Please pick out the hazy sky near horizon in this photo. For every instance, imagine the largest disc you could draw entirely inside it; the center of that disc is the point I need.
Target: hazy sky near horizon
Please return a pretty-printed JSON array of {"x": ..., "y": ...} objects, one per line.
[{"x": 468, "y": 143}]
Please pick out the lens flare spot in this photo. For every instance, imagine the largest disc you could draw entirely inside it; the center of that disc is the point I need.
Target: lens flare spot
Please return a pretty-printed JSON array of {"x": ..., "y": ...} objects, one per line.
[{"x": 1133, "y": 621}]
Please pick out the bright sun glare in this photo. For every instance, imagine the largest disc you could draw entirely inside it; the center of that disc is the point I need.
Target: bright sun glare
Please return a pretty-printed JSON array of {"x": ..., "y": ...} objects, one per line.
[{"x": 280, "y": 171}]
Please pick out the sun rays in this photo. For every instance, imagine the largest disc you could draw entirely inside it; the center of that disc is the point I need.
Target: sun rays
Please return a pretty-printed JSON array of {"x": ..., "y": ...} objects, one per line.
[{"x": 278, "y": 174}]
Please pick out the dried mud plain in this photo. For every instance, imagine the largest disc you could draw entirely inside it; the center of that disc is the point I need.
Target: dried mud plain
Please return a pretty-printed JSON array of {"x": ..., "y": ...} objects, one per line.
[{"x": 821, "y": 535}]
━━━━━━━━━━━━━━━━
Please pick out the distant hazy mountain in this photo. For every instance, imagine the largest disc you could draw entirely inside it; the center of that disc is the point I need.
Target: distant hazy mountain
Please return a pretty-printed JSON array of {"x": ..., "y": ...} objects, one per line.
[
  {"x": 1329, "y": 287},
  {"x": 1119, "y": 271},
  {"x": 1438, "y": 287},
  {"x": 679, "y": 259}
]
━━━━━━━━━━━━━━━━
Task instructions ▸
Reproduce without changes the part of the records that opens with the line containing "Please pick out the dried" and closes with the line containing "Target: dried mud plain", both of those lines included.

Answer to this problem ▸
Please pick out the dried mud plain in this photo. For every instance, imagine the largest disc you could draw entirely inside it; the center of that disc is the point I need.
Target: dried mud plain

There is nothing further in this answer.